Poderíamos aprofundar a análise em cada país, mas isso tornaria o texto por demais extenso. De forma breve e resumida o México é uma região de nosso continente que concentra uma grande potencialidade revolucionária, o Exército Zapatista de Libertação Nacional – EZLN é uma realidade, uma força política que é fortalecida (aí reside a contradição) pelas políticas econômicas que formam um massa de miseráveis que não encontram alternativa, senão lutar contra o sistema. Ao ser indagado há poucos dias sobre o MST, no Brasil e o governo Lula, Marcos foi categórico: o governo Lula é a alternativa que os EUA têm para a América latina! Há uma dicotomia entre as demandas dos movimentos sociais e a política implementada pelo governo petista. Perguntado se acreditava que o MST poderia estar prestes a dar o “salto qualitativo” dos zapatistas, Sub-Comandante Marcos foi objetivo: Sim!

* Suas tarefas
1: Transcreva literalmente, do texto sobre o México e o EZLN, tudo desde "Poderíamos aprofundar a" até "foi objetivo: Sim!".
2: No texto sobre o México e o EZLN, o que Marcos disse que o governo Lula é?
3: Dê continuidade ao texto sobre o México e o EZLN a partir do ponto em que ele termina.

* Dados fornecidos
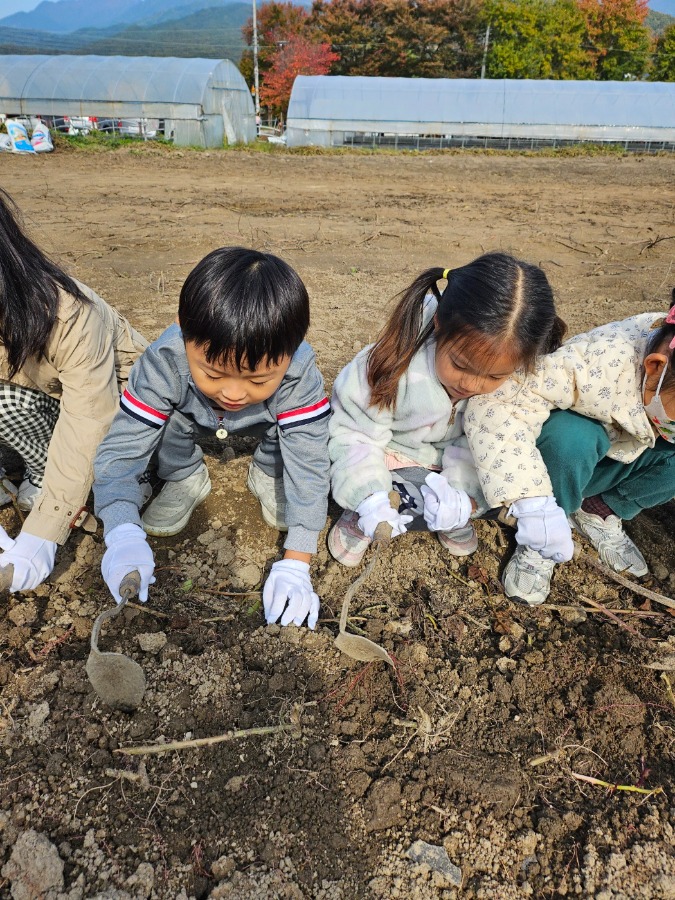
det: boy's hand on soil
[263,559,319,628]
[356,491,413,540]
[101,522,155,603]
[0,528,56,593]
[509,497,574,562]
[420,472,471,531]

* Resultados do exercício
1:
Poderíamos aprofundar a análise em cada país, mas isso tornaria o texto por demais extenso. De forma breve e resumida o México é uma região de nosso continente que concentra uma grande potencialidade revolucionária, o Exército Zapatista de Libertação Nacional – EZLN é uma realidade, uma força política que é fortalecida (aí reside a contradição) pelas políticas econômicas que formam um massa de miseráveis que não encontram alternativa, senão lutar contra o sistema. Ao ser indagado há poucos dias sobre o MST, no Brasil e o governo Lula, Marcos foi categórico: o governo Lula é a alternativa que os EUA têm para a América latina! Há uma dicotomia entre as demandas dos movimentos sociais e a política implementada pelo governo petista. Perguntado se acreditava que o MST poderia estar prestes a dar o “salto qualitativo” dos zapatistas, Sub-Comandante Marcos foi objetivo: Sim!

2: A alternativa que os EUA têm para a América Latina.

3:
Nosso país tem seus avanços frente à política neoliberal. A década de 1990 para o Brasil foi a década da destruição. Iludidos pelo plano real, pelo tetra, pelo tenta, pela mídia e pelo discurso de FHC: “O Brasil tem de se preparar para a globalização, pois ela é um fenômeno inevitável”, nosso país deixou de ser país (se é que um dia o foi). Bancos se apoderaram de nosso sistema econômico e, pior, de nosso sistema político. A privatização foi realizada de forma desmedida e vergonhosa, como exemplo cito a privatização da vale do Rio Doce que causou “espanto” em todo o mundo. Em conseqüência dessa política aumentaram os “contingentes miseráveis e perigosos”.
O Movimento dos Trabalhadores Rurais Sem Terra – MST é, sem dúvida, o maior ponto de referência do Brasil quando se pensa a luta de classes. Organizado em quase todos os estados desse imenso país, o MST organiza trabalhadores urbanos (que um dia tiveram seu vínculo com a terra, mas foram expulsos), camponeses, pequenos agricultores em forma de movimento pela reforma agrária. O projeto de reforma agrária proposto pelo movimento é, na verdade, um projeto de nação, baseado em novas formas de relação produtiva, cresce a cada mobilização, é perseguido pela mídia, mas mesmo assim continua a construir a dignidade no campo.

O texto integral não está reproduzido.